▶ **Exercise 1**: Rewrite the paragraph beginning "Our taxi driver dropped us off" from the Ibdaa article in shorter form, keeping its main facts.
▶ **Exercise 2**: In one to three sentences, explain why the writer of the Ibdaa article says they are writing about Ibdaa.

▶ **Source text**:
● ● ●
Ibdaa is the Intifada

Ibdaa is the Intifada
By Aaron Lakoff
January 12th, 2005 – Dheisheh refugee camp, Bethlehem

If I had my head pressed hard under a gun, shivering, and praying for my life, what would I do? Where could I find hope? Could I find strength? I think I would give in. And I would think that giving in would be the only human reaction. But today in Bethlehem, I was proven wrong. Today in Bethlehem, I was inspired by people under that gun.
Our taxi driver dropped us off at the Ibdaa cultural center, which sits just on the edge of the Dheisheh refugee camp. But you wouldn’t notice it was a camp right away. Like many things under the occupation, the signs are somewhat subtle.
I want to write about Ibdaa because I feel compelled to. I feel that the world needs to know about the existence of this place.
● ● ●
▶ **Data for analysis**:
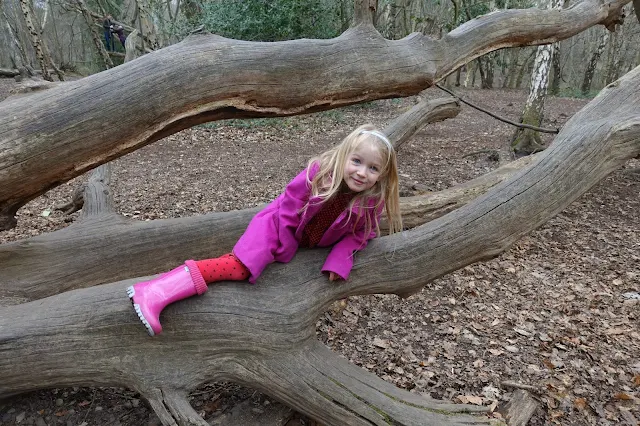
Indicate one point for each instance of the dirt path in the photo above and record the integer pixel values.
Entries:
(550, 312)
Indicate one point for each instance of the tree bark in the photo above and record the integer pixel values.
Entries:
(97, 41)
(593, 62)
(36, 41)
(264, 335)
(96, 119)
(527, 141)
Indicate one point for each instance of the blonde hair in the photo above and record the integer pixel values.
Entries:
(329, 179)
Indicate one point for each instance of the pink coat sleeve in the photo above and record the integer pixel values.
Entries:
(295, 196)
(340, 258)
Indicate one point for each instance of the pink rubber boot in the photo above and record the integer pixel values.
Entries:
(149, 298)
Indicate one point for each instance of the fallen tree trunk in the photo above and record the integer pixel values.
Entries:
(51, 137)
(87, 248)
(264, 335)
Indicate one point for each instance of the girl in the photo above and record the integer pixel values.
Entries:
(336, 201)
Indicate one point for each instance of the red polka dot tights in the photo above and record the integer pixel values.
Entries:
(224, 268)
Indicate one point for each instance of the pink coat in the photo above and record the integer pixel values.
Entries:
(275, 232)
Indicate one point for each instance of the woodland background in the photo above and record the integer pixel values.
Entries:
(68, 30)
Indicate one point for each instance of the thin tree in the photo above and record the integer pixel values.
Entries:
(527, 141)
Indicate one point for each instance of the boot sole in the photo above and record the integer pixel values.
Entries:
(131, 292)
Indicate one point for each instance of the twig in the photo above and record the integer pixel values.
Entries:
(516, 385)
(497, 117)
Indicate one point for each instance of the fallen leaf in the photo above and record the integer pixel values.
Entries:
(381, 343)
(470, 399)
(623, 396)
(580, 403)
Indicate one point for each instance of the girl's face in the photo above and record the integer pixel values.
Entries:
(363, 167)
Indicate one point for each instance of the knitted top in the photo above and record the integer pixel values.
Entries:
(313, 232)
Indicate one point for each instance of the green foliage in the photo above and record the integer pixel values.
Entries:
(272, 20)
● ● ●
▶ **Expected answer 1**: The taxi driver dropped the group at the Ibdaa cultural center, on the edge of the Dheisheh refugee camp. The camp isn't obvious at first because, like much under the occupation, its signs are subtle.

▶ **Expected answer 2**: The writer feels compelled to write about Ibdaa. They also feel the world needs to know that the place exists.